• **Work required**: Reproduce the listing below word for word, leaving out the pictures.

• **Data rows**:
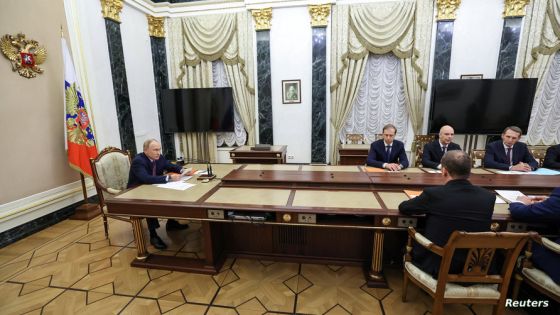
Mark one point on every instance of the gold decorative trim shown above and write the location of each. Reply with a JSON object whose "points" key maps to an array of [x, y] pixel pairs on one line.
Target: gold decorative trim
{"points": [[319, 15], [24, 54], [156, 26], [514, 8], [262, 19], [111, 9], [447, 9]]}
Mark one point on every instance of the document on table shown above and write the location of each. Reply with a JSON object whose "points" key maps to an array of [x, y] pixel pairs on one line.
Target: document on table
{"points": [[176, 185], [509, 195]]}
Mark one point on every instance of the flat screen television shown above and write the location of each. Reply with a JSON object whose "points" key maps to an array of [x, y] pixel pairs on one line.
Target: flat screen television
{"points": [[197, 110], [481, 106]]}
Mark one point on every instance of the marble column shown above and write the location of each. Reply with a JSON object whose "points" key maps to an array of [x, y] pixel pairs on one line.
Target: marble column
{"points": [[262, 20], [442, 56], [319, 21], [159, 61], [111, 11], [508, 48]]}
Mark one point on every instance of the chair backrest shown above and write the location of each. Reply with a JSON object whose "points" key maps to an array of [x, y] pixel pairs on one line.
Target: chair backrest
{"points": [[110, 170], [418, 147], [354, 138], [538, 153], [477, 157], [481, 248]]}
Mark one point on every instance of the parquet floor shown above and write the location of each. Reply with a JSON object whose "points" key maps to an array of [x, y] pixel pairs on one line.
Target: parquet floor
{"points": [[70, 268]]}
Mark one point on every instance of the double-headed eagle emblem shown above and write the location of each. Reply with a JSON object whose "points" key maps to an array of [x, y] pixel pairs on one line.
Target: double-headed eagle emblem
{"points": [[24, 54]]}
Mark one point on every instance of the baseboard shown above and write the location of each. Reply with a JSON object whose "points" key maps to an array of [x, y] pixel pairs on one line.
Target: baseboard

• **Exercise result**:
Mark one point on every instance of the gold decorative trim shown above and write the location of each. Reply with a JSON object whose "points" key maps to an array of [x, y] pixel pairs on one line.
Target: gold decorative trim
{"points": [[319, 15], [24, 54], [156, 26], [514, 8], [262, 19], [111, 9], [447, 9]]}
Mark one point on every instance of the document on table shown above and write the location of each. Reply with a JSON object whose "points" key maps to an array of [x, y] pixel pairs on one line.
Target: document on table
{"points": [[176, 185], [509, 195]]}
Mark one point on every instance of the flat screen television shown above and write the location of each. Reply with a JSON object whose "points" key maps to an array of [x, y] pixel pairs on one line.
Target: flat screen television
{"points": [[197, 110], [481, 106]]}
Mark one point on every instance of the marble column shown above and write the location of each. Reply with a JSON object whose "points" key maps to an array of [x, y] pixel pairs on one line.
Target: marble column
{"points": [[262, 20], [442, 56], [319, 21], [159, 61], [111, 11], [508, 48]]}
Mark one point on every instance of the chair backrest shown above and write the location of each. Reply with a JSON object whose "points" key maps to an array of [x, y] pixel pairs on one line.
Target: chair backrest
{"points": [[110, 170], [418, 147], [354, 138], [538, 153], [477, 157], [481, 248]]}
Mark one point on every instance of the parquet floor shown above and write the location of each. Reply with a JSON object whose "points" key maps to an array of [x, y] pixel pairs on one line.
Target: parquet floor
{"points": [[70, 268]]}
Mark one point on every instance of the double-headed eagle emblem shown above and write the location of each. Reply with a JSON object whose "points" key maps to an array of [x, y] pixel pairs on one line.
Target: double-headed eagle emblem
{"points": [[24, 54]]}
Mark one point on every instance of the baseboard shown above and write the location of each. Reply with a JSON object whose "points" key maps to an array of [x, y] pixel pairs on one line.
Target: baseboard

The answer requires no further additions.